### Task requirements
Put every line of the records below into a JSON list of strings, one string per line, with blank lines skipped. Leave the pictures out.

### Record excerpts

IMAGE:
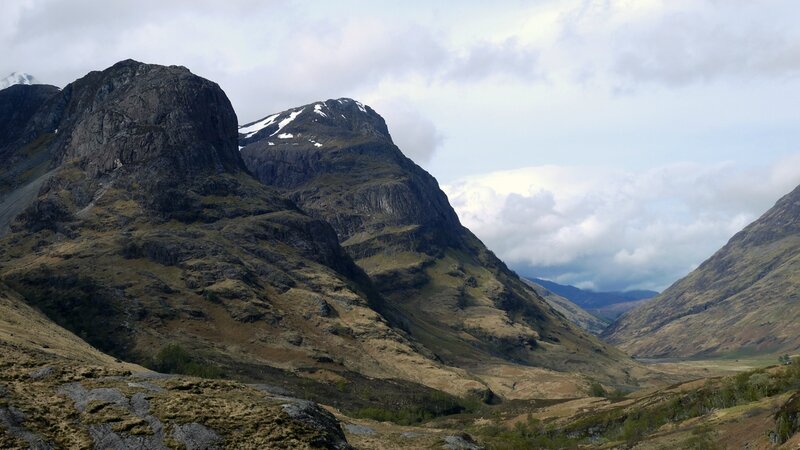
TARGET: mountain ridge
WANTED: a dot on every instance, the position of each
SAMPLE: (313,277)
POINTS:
(443,286)
(750,285)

### Response
[
  "IMAGE:",
  "TARGET: mountain ridge",
  "WANTED: a dot on every instance, the position of each",
  "SAMPLE: (313,277)",
  "POINTS:",
  "(443,286)",
  "(750,285)"
]